===== Source extract
One thing followed the other and in no time I was in the hospital gown with the
IV in place and a nurse was already there with a wheelchair to take me inside, close
to an hour before the time given! With a final call to my Mum and a look at the
door to my room, I was wheeled into the recovery area of the OT.
It was cold
inside and I felt a little fuzzy. This was the area where Mums and their babies
are placed post the delivery to recover and then moved into their rooms if all
the vitals were okay, this was also the area where pre-OT tasks took place. As
I waited with bated breath for something to happen, I noticed this woman in the
opposite bed, telling the nurse she could not feel her legs still, it was
already close to 2 hours for her in recovery. Beside her on an elevated table
was a bundled up little baby, a bright glowing light over her head. At the first
sight, I thought it was an adorable miniature model when I noticed its lips
quiver and gasped! It was a live baby, a couple of hours old, that Woman’s
baby! WOW! This must feel tremendous I
thought. I struck up a conversation with the woman and found out it was a
little girl born just a couple of hours back, that woman realised I was next
and wished me luck. I was taken inside in the next few minutes and told not to
get nervous looking at the surgical equipment’s placed on a table nearby. In
front was a big white board which had all my particulars itemised, the nurses
confirmed everything that was mentioned on the board, I nodded. It was time for
the spinal anaesthesia, the nurses explained they will push a local anaesthesia first
which will numb the spinal area and then the actual epidural will be pushed. In
the next few seconds, countless thoughts overlapped in my mind, all that I had
read on the internet about the epidural, all that my experienced friends and
family members had told me about it, but I could not feel the chill which these
thoughts should have triggered down my spine, it was done and I did not feel a
thing besides a tiny prick. My brilliant doctor and her team kept chatting with
me trying to break my anxiety every now and then, all I kept checking with them
was, if ‘A’ was ready outside, I wanted him by my side, I did not want him to
miss the first moments, after asking the nurses a few times, the Doctor finally
told me that he is waiting right outside and they exchanged pleasantries when
she came in, she also said he will be in as soon as the baby is out. Amidst all
this tête-à-tête I vaguely heard someone asking for a suction pump and within moments
heard a loud cry, I was numb. I can still recall the precise intonation in
which my Doctor said ‘It’s a baby boy,
Ananya’ and I saw the first glimpse of my Son. How am I supposed to feel and react I thought in my mind, but could
not comprehend. Before I could react, the Doctor informed again, your husband is here. I saw ‘A’, his
face covered in a mask, I could tell from the look in his eyes, he was more
scared than ever. He went with the nurses and clipped the umbilical cord. I
asked him if everything looked okay with the baby, he assured our little boy
was perfect. ‘A’ still looked dazed but definitely a little relaxed now as he
left the OT to break the news to everyone. We had become parents to a handsome
baby boy!
==========
===== Material shown
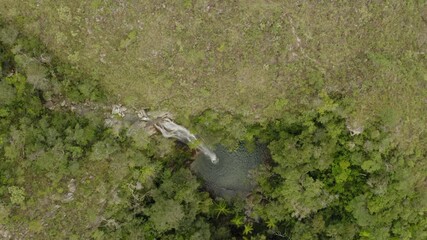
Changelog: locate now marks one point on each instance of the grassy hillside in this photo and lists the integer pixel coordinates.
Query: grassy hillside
(252, 58)
(336, 90)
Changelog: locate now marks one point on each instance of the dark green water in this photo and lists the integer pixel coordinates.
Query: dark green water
(231, 176)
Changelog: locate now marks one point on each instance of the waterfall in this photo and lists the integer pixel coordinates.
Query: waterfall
(169, 129)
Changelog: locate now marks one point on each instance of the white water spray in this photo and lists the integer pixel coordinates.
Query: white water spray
(170, 129)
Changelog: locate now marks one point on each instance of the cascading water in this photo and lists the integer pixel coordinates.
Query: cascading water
(169, 129)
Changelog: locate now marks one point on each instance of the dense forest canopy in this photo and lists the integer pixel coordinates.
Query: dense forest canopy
(336, 91)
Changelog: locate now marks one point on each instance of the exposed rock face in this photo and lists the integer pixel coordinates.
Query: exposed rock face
(119, 117)
(231, 177)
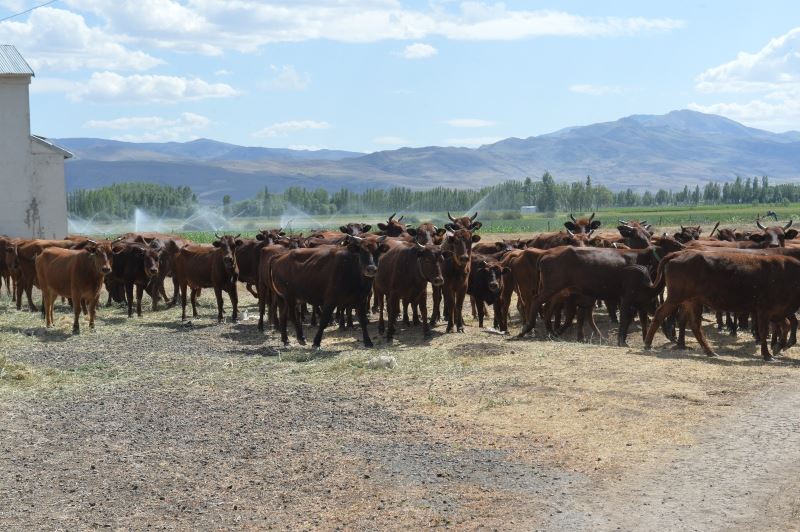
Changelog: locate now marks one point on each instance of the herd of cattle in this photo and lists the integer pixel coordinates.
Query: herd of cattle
(750, 277)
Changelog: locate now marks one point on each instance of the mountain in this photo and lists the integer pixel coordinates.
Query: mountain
(639, 151)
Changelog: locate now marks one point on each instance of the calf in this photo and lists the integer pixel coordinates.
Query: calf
(198, 267)
(75, 274)
(731, 282)
(403, 274)
(486, 287)
(328, 276)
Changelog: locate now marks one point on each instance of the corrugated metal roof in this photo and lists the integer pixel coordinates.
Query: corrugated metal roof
(12, 62)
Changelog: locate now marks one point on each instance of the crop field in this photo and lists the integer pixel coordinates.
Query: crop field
(197, 425)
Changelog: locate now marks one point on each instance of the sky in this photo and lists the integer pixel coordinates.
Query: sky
(369, 75)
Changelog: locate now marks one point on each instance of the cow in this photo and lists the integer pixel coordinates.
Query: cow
(456, 276)
(463, 222)
(582, 225)
(25, 267)
(328, 276)
(595, 273)
(403, 275)
(728, 281)
(392, 227)
(75, 274)
(486, 287)
(200, 266)
(135, 265)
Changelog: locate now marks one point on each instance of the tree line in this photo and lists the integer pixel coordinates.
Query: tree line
(120, 201)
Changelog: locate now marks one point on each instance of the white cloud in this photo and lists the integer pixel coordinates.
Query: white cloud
(419, 50)
(288, 78)
(595, 90)
(469, 122)
(282, 129)
(212, 26)
(153, 128)
(771, 78)
(60, 40)
(391, 140)
(113, 87)
(472, 142)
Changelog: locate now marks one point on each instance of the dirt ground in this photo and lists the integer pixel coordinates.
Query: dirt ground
(153, 422)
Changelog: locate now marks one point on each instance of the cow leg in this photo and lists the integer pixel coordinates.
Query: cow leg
(664, 310)
(422, 303)
(220, 303)
(183, 302)
(139, 294)
(695, 321)
(233, 294)
(76, 311)
(193, 297)
(324, 320)
(762, 321)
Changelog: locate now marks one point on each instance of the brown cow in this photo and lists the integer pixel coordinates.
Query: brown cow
(25, 256)
(76, 274)
(456, 276)
(328, 276)
(732, 282)
(199, 266)
(582, 225)
(403, 274)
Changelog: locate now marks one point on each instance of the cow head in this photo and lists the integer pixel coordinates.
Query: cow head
(431, 259)
(688, 234)
(636, 234)
(464, 222)
(100, 254)
(368, 250)
(270, 236)
(355, 229)
(427, 233)
(459, 242)
(492, 273)
(774, 236)
(393, 227)
(582, 225)
(227, 245)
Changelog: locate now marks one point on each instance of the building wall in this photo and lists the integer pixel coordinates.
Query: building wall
(32, 190)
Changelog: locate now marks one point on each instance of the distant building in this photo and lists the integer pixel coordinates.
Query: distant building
(33, 199)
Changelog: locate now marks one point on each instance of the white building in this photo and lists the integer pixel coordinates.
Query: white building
(33, 199)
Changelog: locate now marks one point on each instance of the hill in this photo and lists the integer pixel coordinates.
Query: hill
(639, 151)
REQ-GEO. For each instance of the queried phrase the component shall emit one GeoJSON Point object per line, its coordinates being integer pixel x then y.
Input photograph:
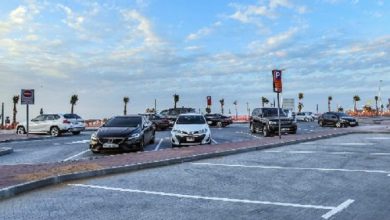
==========
> **Exercise aim**:
Please answer these questions about the birth account above:
1. How long had the woman in the opposite bed been in recovery?
2. What did the nurses say they would push before the actual epidural?
3. What did 'A' do when he went with the nurses?

> **Solution below**:
1. Close to 2 hours.
2. A local anesthesia to numb the spinal area.
3. He clipped the umbilical cord.